Given problem: Please output exactly the run of lines that starts at the line with "locate bamboo chopstick." and ends at the last line of the records below.

Provided data:
# # # # # # #

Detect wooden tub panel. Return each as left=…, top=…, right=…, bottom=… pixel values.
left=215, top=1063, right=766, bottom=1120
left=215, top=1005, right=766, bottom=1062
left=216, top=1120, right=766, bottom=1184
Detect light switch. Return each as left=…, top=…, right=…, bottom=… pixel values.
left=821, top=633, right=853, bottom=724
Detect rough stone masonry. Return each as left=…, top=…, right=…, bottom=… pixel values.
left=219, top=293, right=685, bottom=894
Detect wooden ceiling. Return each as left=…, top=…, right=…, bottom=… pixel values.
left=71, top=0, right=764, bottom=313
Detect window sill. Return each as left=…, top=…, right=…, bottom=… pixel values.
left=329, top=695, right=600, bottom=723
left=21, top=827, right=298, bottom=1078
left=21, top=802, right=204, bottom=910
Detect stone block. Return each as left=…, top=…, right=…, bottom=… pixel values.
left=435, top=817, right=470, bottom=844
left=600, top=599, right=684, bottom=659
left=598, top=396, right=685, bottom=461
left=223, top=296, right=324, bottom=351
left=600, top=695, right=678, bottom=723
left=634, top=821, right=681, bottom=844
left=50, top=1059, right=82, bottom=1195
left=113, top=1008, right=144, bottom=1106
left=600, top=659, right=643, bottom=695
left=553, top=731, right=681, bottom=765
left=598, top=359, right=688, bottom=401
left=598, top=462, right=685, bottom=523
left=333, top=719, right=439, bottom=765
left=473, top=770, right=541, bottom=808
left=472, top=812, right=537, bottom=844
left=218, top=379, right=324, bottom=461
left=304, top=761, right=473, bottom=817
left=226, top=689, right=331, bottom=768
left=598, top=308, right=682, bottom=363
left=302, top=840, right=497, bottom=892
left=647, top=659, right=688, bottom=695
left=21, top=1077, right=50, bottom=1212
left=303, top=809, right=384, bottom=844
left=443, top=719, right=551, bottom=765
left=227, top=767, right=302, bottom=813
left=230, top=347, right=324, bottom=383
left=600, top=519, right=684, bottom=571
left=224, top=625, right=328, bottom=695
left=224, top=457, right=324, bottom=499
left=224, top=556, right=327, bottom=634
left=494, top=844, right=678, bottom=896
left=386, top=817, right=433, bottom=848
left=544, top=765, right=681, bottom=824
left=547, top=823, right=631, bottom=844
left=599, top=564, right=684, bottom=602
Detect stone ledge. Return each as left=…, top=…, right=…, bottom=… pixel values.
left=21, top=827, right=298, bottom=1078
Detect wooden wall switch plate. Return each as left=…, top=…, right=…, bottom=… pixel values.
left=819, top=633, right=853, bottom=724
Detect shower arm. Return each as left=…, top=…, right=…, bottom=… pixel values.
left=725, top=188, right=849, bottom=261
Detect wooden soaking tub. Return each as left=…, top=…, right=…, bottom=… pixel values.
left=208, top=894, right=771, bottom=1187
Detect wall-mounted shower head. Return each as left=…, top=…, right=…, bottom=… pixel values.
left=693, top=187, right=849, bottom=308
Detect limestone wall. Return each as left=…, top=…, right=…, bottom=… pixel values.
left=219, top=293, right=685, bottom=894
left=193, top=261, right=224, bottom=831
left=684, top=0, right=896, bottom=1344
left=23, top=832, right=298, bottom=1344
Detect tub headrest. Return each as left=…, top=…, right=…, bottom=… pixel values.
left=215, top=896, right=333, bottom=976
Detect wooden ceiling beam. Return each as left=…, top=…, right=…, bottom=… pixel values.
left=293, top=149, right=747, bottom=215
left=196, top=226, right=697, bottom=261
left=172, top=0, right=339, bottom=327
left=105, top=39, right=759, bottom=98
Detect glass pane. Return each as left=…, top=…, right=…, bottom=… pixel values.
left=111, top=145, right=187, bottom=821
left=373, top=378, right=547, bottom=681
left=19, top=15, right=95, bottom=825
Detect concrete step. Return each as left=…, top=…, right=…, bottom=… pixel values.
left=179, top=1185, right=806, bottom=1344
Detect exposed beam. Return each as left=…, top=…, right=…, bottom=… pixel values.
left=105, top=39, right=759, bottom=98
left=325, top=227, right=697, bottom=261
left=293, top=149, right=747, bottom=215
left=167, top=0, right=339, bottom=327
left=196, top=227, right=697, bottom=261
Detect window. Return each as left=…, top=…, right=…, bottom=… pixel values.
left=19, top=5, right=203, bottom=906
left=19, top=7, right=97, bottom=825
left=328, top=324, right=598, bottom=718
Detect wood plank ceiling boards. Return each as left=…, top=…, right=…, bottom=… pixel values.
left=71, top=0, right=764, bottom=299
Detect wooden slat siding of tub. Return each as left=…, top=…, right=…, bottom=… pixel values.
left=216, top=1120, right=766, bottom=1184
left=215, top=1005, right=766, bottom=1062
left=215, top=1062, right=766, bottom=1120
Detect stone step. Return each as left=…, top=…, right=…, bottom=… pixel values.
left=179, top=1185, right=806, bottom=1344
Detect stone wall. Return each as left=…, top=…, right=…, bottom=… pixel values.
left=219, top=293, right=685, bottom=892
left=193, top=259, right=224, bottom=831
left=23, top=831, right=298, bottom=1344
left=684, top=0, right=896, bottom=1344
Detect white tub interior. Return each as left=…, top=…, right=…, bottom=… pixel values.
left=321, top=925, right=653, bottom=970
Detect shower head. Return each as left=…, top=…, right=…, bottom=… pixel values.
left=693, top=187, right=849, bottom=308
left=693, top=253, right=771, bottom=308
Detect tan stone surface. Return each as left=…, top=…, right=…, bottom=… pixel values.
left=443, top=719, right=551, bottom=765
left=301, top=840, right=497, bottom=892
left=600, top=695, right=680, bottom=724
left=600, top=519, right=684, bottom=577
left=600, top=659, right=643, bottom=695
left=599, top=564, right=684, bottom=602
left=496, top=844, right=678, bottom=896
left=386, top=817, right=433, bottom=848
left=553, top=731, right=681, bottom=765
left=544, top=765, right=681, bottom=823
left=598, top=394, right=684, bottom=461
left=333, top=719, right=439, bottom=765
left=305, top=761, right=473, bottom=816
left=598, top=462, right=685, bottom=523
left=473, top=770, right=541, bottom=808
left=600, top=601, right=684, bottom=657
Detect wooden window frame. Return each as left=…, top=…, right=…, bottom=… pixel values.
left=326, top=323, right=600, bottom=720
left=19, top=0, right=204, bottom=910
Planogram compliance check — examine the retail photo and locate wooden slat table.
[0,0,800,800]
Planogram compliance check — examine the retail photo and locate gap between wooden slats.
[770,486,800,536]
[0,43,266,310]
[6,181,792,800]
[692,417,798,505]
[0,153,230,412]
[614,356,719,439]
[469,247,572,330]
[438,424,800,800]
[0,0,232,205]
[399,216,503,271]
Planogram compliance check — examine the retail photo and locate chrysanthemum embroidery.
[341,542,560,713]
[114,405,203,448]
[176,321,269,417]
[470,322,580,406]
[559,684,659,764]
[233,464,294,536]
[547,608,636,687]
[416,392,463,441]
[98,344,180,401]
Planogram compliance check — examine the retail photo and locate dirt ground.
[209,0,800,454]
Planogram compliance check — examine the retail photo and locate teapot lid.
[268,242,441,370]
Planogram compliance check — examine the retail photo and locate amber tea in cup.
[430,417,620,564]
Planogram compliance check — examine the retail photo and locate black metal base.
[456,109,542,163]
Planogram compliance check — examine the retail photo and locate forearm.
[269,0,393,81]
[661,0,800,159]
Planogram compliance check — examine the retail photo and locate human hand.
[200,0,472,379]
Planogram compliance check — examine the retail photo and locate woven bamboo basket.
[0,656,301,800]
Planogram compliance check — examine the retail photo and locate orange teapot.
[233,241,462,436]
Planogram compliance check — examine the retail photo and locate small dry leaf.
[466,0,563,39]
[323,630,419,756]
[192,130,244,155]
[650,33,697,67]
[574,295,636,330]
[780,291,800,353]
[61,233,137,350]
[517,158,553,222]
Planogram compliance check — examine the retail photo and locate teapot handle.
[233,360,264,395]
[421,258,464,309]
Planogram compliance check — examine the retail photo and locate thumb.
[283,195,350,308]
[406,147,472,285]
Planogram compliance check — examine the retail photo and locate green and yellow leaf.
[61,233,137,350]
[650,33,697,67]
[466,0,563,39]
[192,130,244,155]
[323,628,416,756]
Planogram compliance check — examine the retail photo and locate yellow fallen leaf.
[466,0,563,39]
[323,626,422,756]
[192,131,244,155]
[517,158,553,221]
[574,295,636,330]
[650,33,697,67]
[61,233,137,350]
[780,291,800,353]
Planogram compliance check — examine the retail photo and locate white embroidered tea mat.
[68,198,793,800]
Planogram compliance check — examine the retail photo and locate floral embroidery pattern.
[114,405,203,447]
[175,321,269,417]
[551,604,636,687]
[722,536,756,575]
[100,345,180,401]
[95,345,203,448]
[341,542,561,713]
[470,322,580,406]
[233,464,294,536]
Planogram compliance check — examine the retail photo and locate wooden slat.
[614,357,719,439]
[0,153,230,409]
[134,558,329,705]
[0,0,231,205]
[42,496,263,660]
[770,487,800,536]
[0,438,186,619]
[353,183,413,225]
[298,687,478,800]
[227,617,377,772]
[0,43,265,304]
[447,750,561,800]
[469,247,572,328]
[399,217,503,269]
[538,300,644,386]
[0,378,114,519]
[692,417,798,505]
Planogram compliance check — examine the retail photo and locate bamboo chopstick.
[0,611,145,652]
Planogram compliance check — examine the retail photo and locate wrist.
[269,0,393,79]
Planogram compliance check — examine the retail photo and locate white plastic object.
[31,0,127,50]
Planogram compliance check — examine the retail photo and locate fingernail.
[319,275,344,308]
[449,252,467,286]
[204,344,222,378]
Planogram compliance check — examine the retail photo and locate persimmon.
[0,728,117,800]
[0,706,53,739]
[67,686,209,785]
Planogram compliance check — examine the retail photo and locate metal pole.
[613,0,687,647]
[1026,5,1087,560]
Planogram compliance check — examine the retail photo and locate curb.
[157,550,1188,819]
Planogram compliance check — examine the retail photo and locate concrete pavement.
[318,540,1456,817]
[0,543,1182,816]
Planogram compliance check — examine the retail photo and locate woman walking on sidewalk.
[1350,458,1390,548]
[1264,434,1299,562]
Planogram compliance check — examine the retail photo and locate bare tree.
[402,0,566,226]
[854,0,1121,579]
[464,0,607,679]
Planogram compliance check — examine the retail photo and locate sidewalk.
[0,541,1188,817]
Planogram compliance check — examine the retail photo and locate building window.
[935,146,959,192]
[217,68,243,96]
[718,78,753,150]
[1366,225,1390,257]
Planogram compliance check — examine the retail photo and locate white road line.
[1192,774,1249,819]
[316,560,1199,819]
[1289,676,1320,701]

# # # # # # #

Reply:
Planogram compliance check — examine the retail photo and locate bamboo chopstick.
[0,611,145,652]
Planogram compliance check — examine the retail photo and locate wrist.
[269,0,393,79]
Planogram compliance check — examine the retail photo and locate white plastic object.
[31,0,127,50]
Planogram compliance check — examine the retail photo and locate fingernail.
[319,275,344,308]
[449,252,467,286]
[204,344,222,378]
Planogram compliance check — examine the retail photo and locate persimmon.
[0,728,117,800]
[0,706,53,739]
[67,686,209,785]
Planogram compliance check — examine the retail photo and locate metal pole.
[613,0,687,647]
[1026,5,1087,560]
Planogram compliance check — examine the retail photo and locate curb.
[157,550,1188,819]
Planogram compliance check — examine the retail photo and locate concrete pavement.
[318,540,1456,817]
[0,543,1182,816]
Planogram compliance check — examine the retail photo and locate woman walking on sidewalk.
[1350,458,1390,548]
[1264,434,1299,562]
Planogram compliance check — examine the retail photo and locate bare tree.
[402,0,566,226]
[854,0,1121,579]
[464,0,607,679]
Planogram compliance check — examine the retail photo and locate sidewalk.
[0,541,1188,817]
Planogram compliance check — examine the retail photo and locate building window.
[935,146,959,192]
[217,68,243,96]
[718,78,753,150]
[1366,225,1390,257]
Planogram compliance check — examine the retail photo and locate white road line.
[1192,774,1249,819]
[316,560,1199,819]
[1289,676,1320,701]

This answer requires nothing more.